== Consegna ==
Prosegui il testo sul Palio del Niballo e sulla scuola faentina di giostra, riprendendo subito dopo l'ultima frase riportata.

Lo "sbarco" del pluricampione Luca Innocenzi a Faenza per il Borgo Durbecco ha destato un certo scalpore: siamo infatti passati da un periodo in cui la scuola Faentina riusciva a proiettarsi e ad imporsi al di fuori delle proprie mura (pensiamo solo alla Quintana di Ascoli negli anni '80 dove 5 cavalieri su 6 erano Manfredi), all'attualità in cui il Niballo ha necessità di "importare" cavalieri.

Nella settimana del Palio per parlare di questo argomento abbiamo deciso di fare una sorta di intervista doppia con due mostri sacri della manifestazione: Mario e Willer Giacomoni, affermatisi ben 19 volte nella manifestazione manfreda, tutte per il Rione Rosso.


  • Ciao Mario e ciao Willer, grazie per la disponibilità! La scuola faentina, dopo un passato glorioso in cui riusciva ad imporsi stabilmente in tutte le giostre d’Italia, sembra aver perso il proprio smalto, quali sono i motivi?

== Elenco dati ==

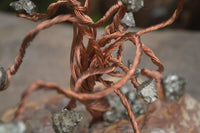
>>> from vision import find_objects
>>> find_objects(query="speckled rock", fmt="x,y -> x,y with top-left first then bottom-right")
52,109 -> 83,133
91,94 -> 200,133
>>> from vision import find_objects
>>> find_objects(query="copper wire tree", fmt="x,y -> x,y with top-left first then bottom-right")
2,0 -> 183,133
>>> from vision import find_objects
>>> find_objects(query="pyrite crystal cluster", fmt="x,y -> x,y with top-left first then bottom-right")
52,109 -> 83,133
121,0 -> 144,27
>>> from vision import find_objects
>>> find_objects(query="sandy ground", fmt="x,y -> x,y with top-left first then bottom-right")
0,12 -> 200,115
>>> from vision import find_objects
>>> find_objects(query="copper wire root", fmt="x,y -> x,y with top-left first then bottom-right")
4,0 -> 183,133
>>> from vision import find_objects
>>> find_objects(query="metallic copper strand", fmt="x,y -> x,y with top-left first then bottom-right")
1,0 -> 183,133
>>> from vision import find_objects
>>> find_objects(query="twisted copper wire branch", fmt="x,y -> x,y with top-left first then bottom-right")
2,0 -> 183,133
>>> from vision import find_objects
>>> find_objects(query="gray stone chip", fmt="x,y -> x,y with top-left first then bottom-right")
122,0 -> 144,12
120,12 -> 135,27
52,109 -> 83,133
138,80 -> 158,103
163,74 -> 186,101
10,0 -> 36,16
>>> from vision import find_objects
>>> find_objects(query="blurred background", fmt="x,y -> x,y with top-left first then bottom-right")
0,0 -> 200,30
0,0 -> 200,116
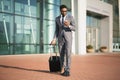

== Risultato ==
    • Mario: A parte il materiale umano di quella determinata generazione, molto dipendeva dal fatto che eravamo in possesso di scuderie: questo ci consentiva di avere a disposizione degli appassionati che cercavano di tirar su dei ragazzi, in particolare al Rosso con il compianto Walter Padovani, ma anche tutti gli altri Rioni hanno fatto il loro producendo talenti come Placci, Montefiori, i fratelli Capiani e tanti altri. Purtroppo negli anni tutto questo è andato perso a causa di svariate motivazioni come spese sempre più ingenti, cambi generazionali, il guardare solo al proprio orticello e una classe dirigente che non è stata colta: ora ci ritroviamo a non avere a disposizione 10 cavalieri per le nostre due manifestazioni. Spezzo una lancia a favore del mio Rione: il Rosso anche nei momenti più bui ha sempre cercato di privilegiare la scuola del Rione, con grandi risultati in alcuni casi e meno buoni in altri.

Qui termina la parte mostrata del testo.